_Stated problem_.
The data below must be copied in full and without any change.

_Entries supplied_.

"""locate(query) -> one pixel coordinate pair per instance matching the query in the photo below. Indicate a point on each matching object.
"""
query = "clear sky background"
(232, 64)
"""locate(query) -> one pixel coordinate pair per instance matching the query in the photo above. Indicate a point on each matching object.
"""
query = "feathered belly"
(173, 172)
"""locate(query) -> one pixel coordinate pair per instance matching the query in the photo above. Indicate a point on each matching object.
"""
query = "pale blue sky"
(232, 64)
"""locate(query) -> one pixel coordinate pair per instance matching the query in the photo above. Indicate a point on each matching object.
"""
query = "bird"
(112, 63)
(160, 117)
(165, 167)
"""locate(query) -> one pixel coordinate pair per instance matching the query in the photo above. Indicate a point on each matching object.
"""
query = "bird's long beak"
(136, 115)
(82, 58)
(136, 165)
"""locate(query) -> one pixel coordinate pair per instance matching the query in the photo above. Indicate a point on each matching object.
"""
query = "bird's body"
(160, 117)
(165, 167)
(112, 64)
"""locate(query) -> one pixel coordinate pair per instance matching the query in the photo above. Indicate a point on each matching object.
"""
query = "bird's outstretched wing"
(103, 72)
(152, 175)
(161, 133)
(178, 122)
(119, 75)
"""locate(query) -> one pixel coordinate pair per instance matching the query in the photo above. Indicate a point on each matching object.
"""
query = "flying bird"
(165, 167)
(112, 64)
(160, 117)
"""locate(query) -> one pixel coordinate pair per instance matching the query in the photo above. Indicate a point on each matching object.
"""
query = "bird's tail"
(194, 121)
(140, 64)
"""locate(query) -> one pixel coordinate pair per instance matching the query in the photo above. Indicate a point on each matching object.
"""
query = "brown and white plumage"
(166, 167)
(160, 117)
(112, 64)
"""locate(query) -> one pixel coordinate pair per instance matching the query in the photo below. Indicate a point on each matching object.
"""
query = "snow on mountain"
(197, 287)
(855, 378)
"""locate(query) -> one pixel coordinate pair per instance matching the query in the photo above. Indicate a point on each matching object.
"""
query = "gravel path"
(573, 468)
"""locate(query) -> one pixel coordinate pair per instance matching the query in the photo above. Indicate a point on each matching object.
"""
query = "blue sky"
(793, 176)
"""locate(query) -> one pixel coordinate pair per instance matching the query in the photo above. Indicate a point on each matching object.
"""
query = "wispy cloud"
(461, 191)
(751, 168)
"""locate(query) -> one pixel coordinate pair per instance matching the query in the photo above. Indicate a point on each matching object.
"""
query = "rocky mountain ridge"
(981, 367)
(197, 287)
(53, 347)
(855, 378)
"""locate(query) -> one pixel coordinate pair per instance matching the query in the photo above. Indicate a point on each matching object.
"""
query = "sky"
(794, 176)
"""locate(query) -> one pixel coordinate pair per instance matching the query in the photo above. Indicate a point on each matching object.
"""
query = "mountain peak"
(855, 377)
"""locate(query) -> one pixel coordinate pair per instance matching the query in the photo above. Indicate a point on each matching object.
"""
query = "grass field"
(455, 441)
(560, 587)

_Written answer_.
"""locate(query) -> one pixel coordinate pair per instance matching the query in the photo below. Indicate a point on each matching object.
"""
query = "clear sky background"
(232, 64)
"""locate(query) -> one pixel coordinate pair per instance matching the query in the photo above. Indicate a point on each matching object.
"""
query = "feathered belly"
(173, 172)
"""locate(query) -> one pixel coordinate pair per instance matching the query in the photo above. Indicate a point on each matching object.
"""
query = "pale blue sky"
(232, 64)
"""locate(query) -> one pixel coordinate pair per instance matching the query in the photo above. Indicate a point on each matching object.
"""
query = "bird"
(112, 63)
(160, 117)
(165, 167)
"""locate(query) -> one pixel coordinate pair per instance matching the query in the photo above. Indicate a point on each matching object.
"""
query = "bird's long beak"
(136, 115)
(82, 58)
(136, 165)
"""locate(query) -> one pixel coordinate pair per instance matching the query in the photo above. Indicate a point on each matching object.
"""
query = "bird's body"
(160, 117)
(165, 167)
(112, 64)
"""locate(query) -> one pixel coordinate pair per instance matching the query in the photo above. Indicate a point on each matching object.
"""
query = "bird's outstretched wing"
(103, 72)
(152, 175)
(161, 133)
(178, 122)
(119, 75)
"""locate(query) -> one pixel coordinate pair per instance matching the query in the photo above. Indicate a point on each matching object.
"""
query = "flying bird"
(165, 167)
(112, 64)
(160, 117)
"""locate(query) -> one pixel coordinate pair per instance matching the query in the photo above. Indicate a point on each matching object.
"""
query = "bird's tail"
(194, 121)
(140, 64)
"""locate(query) -> one pixel coordinate pair per instance matching the query in the photo above. Indicate a point on each matching object.
"""
query = "brown and white plumage"
(166, 167)
(160, 117)
(112, 64)
"""locate(query) -> one pixel coordinate pair per instance matching the query in the photo below. Indicate a point on each matching object.
"""
query = "snow on mountain"
(197, 287)
(855, 378)
"""locate(query) -> one pixel coordinate pair per instance matching the query in the photo above. Indicate a point on each matching object.
"""
query = "gravel path"
(573, 468)
"""locate(query) -> one pixel coordinate pair per instance matching the query in the photo above. Indicate a point on each matching object.
"""
query = "blue sky"
(793, 176)
"""locate(query) -> one pixel coordinate pair per instance matching the query in the photo above. Indicate a point on each matching object.
"""
query = "wispy cloud"
(461, 191)
(751, 168)
"""locate(query) -> one pixel coordinate pair per instance matching the query in the photo above. Indicate a point on each matching object.
"""
query = "rocky mountain ridge"
(981, 367)
(197, 287)
(53, 347)
(855, 378)
"""locate(query) -> one pixel coordinate pair per instance matching the query in the photo above. Indicate a point on each matching object.
"""
query = "sky"
(794, 176)
"""locate(query) -> one pixel coordinate pair per instance matching the query in the photo above. Indicate a point on each matching object.
"""
query = "mountain peak"
(855, 377)
"""locate(query) -> one pixel coordinate pair per instance matching the query in the photo above. Indicate a point on each matching object.
"""
query = "grass field"
(455, 441)
(560, 587)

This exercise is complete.